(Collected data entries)

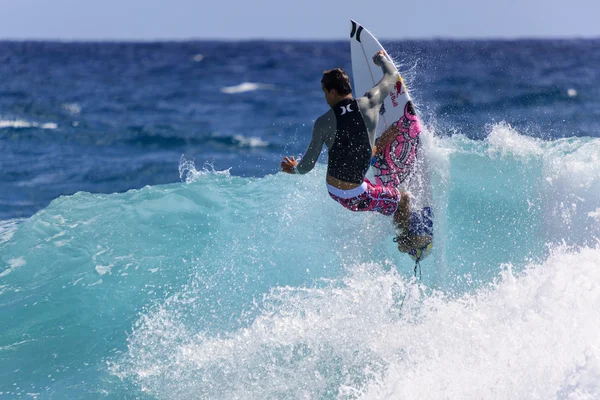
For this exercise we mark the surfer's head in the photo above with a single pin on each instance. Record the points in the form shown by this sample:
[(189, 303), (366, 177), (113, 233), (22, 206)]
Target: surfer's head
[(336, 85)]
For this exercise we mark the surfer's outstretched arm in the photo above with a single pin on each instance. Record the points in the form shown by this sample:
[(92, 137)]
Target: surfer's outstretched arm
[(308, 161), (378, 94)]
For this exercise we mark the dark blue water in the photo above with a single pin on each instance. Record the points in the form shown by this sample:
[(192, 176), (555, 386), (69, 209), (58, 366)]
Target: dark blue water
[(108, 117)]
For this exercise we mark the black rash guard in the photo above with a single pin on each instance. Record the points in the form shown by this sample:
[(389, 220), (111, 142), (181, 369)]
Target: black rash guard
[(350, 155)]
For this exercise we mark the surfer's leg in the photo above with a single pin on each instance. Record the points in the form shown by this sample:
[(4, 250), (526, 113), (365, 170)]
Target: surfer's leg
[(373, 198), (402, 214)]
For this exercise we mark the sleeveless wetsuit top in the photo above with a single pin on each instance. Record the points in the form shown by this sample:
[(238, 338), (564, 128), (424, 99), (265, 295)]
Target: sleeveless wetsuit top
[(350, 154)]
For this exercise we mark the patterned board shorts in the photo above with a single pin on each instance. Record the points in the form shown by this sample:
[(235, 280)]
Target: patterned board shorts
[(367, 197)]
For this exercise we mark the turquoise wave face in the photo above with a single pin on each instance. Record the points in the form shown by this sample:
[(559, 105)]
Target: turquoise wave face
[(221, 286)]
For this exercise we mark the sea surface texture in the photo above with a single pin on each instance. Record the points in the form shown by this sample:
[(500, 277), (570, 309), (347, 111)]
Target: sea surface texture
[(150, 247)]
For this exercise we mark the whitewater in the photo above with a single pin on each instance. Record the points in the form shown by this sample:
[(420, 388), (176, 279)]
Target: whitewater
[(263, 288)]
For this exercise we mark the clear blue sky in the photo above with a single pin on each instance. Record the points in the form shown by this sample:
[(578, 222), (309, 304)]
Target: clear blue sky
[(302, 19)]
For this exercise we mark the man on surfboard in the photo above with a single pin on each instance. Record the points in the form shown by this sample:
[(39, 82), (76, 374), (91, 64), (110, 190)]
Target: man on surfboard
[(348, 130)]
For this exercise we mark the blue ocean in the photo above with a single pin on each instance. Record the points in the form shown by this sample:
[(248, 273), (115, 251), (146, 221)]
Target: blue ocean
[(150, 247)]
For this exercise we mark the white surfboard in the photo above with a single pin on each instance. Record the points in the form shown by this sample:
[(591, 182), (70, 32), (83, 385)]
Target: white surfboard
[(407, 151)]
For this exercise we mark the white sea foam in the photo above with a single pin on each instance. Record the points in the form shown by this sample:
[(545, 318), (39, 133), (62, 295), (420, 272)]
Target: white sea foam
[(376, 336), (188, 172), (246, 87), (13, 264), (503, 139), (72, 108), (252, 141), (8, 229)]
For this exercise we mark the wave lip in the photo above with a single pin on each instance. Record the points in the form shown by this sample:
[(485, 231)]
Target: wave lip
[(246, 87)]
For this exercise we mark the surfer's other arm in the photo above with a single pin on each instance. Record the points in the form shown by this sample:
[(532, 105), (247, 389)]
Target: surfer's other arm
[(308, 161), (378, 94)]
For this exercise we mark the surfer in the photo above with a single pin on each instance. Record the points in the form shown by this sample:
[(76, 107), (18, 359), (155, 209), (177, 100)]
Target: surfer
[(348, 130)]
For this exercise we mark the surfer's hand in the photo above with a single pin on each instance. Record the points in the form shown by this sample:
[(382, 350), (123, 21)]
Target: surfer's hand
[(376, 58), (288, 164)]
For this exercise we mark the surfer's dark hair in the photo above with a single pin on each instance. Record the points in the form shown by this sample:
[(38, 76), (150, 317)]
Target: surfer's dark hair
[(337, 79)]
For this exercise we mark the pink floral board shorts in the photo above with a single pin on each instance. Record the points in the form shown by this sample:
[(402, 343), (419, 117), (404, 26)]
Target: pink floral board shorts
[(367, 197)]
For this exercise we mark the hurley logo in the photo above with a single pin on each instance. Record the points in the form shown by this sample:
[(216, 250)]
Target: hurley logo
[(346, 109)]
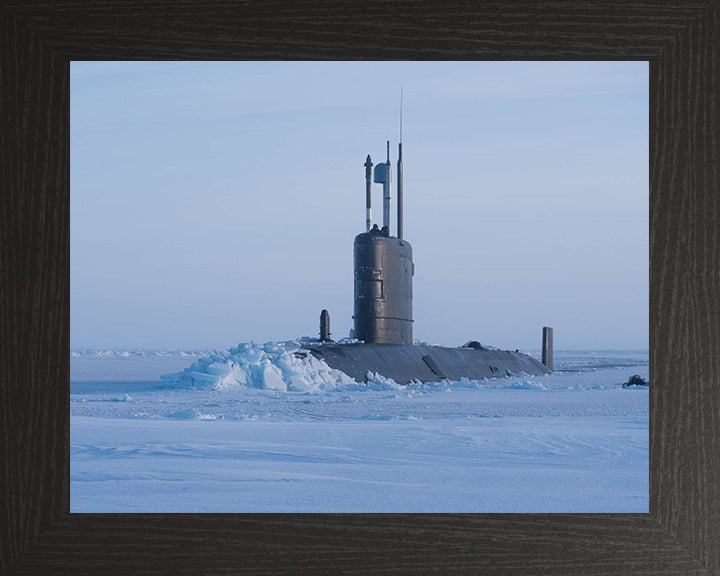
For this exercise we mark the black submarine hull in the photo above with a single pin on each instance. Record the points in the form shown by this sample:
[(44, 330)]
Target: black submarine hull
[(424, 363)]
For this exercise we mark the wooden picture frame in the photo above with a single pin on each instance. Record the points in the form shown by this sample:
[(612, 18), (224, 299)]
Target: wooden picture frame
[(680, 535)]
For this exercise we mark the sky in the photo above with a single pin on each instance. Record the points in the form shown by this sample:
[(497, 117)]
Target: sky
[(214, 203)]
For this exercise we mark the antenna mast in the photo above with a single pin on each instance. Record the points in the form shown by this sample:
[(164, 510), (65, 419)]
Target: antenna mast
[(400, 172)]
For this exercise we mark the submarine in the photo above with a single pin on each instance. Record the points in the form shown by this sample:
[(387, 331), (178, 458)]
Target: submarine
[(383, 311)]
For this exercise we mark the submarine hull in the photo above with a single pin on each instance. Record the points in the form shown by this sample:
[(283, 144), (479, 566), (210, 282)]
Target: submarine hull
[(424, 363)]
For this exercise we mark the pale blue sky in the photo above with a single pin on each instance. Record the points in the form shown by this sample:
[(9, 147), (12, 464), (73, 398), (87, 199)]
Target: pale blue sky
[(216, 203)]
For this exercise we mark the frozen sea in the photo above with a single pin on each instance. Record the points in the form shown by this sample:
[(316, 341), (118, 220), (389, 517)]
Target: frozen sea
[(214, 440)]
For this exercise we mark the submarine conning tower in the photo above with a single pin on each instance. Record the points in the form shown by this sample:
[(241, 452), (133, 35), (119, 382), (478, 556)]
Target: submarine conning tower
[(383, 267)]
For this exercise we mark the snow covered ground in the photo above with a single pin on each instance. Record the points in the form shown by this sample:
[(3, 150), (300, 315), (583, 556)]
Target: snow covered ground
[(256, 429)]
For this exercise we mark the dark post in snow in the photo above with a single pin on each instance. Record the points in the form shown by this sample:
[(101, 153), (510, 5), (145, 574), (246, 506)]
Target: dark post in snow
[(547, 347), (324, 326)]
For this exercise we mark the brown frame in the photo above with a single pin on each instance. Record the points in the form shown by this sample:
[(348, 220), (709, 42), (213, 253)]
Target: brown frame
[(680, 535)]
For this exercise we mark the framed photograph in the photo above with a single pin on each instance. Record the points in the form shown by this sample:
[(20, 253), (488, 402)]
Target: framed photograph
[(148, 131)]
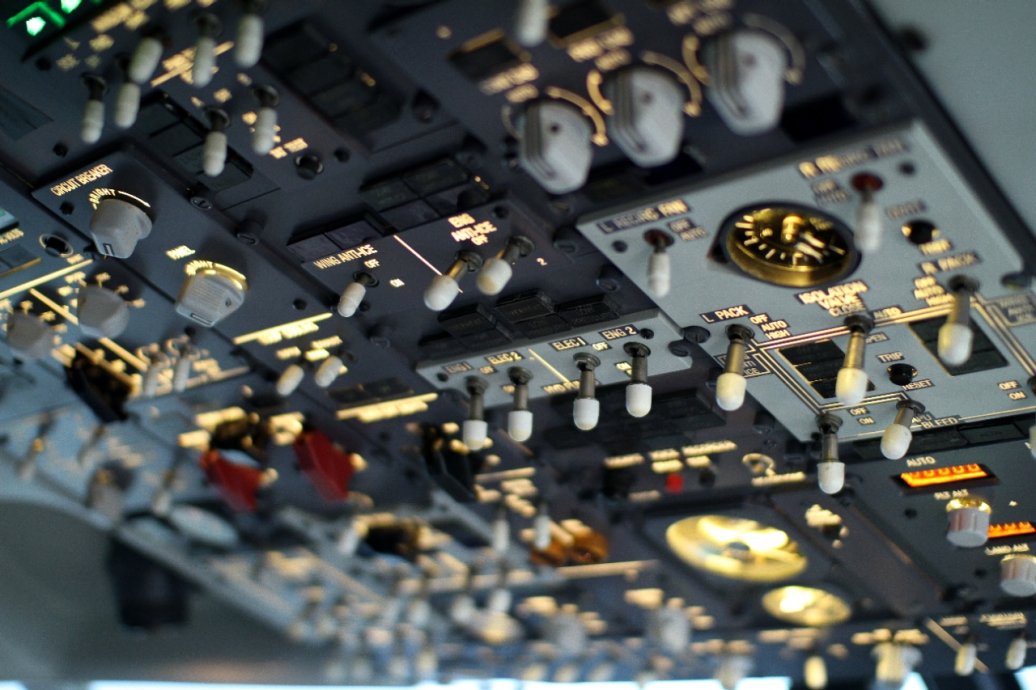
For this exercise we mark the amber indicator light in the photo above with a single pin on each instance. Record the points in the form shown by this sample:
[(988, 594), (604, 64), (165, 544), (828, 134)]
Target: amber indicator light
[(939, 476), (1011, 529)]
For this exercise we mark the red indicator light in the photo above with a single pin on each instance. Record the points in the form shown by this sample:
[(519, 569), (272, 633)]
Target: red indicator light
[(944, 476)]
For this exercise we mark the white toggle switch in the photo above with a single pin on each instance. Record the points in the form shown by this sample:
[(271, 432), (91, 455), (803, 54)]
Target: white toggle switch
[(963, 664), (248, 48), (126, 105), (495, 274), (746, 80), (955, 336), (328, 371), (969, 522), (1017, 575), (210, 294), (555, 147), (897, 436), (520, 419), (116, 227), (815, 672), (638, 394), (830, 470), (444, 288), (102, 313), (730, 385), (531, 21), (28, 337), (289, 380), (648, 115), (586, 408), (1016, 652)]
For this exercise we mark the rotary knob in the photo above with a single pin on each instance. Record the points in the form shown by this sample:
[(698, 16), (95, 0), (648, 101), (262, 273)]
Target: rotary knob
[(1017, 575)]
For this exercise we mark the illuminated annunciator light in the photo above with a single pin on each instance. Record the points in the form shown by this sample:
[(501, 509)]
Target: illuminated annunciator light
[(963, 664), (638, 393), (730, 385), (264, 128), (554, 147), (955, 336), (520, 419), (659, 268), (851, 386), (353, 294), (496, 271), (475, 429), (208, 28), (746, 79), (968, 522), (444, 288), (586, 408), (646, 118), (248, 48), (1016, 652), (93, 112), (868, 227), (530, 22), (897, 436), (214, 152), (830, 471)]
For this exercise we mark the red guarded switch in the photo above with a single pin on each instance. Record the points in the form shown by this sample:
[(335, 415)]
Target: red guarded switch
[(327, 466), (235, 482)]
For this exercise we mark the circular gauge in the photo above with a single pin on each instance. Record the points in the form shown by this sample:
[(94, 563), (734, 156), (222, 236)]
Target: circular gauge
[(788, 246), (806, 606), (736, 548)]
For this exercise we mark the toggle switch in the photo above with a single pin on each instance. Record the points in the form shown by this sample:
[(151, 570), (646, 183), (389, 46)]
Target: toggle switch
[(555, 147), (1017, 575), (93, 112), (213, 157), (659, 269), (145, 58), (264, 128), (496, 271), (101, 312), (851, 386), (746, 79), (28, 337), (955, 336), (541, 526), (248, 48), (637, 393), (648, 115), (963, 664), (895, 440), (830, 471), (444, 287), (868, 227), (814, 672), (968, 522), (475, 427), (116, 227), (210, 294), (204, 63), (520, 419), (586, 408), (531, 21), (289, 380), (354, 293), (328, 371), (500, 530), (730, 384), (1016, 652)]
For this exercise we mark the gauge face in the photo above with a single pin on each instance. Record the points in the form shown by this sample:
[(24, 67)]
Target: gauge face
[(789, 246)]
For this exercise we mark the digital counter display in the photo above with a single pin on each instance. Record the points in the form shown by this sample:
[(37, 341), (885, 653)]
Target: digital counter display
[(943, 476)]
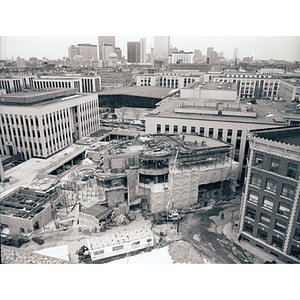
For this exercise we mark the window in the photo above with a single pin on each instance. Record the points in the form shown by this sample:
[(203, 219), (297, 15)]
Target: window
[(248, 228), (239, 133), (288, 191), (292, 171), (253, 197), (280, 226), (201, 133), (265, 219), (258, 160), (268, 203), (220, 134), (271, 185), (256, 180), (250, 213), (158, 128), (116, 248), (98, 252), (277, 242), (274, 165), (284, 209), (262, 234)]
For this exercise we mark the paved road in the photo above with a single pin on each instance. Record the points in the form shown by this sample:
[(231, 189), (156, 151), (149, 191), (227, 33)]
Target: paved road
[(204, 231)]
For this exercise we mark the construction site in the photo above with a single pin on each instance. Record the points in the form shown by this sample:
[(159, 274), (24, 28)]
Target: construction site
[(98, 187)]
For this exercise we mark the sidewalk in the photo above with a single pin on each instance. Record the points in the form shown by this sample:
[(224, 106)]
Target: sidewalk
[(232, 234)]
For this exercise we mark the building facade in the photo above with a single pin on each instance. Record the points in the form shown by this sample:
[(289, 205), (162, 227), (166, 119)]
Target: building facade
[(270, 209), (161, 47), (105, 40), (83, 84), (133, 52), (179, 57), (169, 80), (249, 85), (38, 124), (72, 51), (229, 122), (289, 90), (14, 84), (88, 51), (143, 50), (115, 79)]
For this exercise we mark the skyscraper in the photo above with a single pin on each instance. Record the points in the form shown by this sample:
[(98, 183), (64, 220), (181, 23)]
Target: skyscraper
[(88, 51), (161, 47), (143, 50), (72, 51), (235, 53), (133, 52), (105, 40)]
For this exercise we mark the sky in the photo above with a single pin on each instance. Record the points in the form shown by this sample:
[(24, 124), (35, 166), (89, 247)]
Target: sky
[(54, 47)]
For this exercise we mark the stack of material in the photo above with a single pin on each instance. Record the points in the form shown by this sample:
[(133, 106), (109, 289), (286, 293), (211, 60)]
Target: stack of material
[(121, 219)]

(What to work on)
Return exactly the lines from the line bearing "For this exercise we mark the sidewalk" to the end of the records, inclusive of both; include no other lines.

(Answer in full)
For this exercise we mark the sidewalk in the photo above with a single pin on each instance. Record the points in the form shown by this sample:
[(224, 106)]
Target: sidewalk
[(232, 234)]
For this exercise we mark the building facade in the photo above with a single pin on each instance. Record the points in the form shown by this sample:
[(289, 205), (162, 227), (166, 119)]
Target: building facade
[(270, 209), (161, 47), (105, 40), (83, 84), (133, 52), (179, 57), (169, 80), (249, 85), (38, 124), (72, 51), (229, 122), (289, 90), (14, 84), (88, 51), (143, 50), (115, 79)]
For this exercise we mark the skyscraper in the photo above with a single pin on each instance. Record the points in the form shown by this sample:
[(98, 183), (64, 220), (181, 23)]
Target: skyscraper
[(88, 51), (161, 47), (143, 50), (72, 51), (235, 53), (133, 52), (105, 40)]
For this exercise we mark the sky in the photo above with a single pin on each instance. Record the points in the form shown by this sample:
[(24, 124), (35, 166), (89, 247)]
Target: sky
[(54, 47)]
For this exercise we mark the stack of material in the photo above with a single pin on each instance. Record the points in the form shown by this sample:
[(133, 106), (109, 289), (286, 293), (211, 60)]
Target: stack of material
[(121, 219)]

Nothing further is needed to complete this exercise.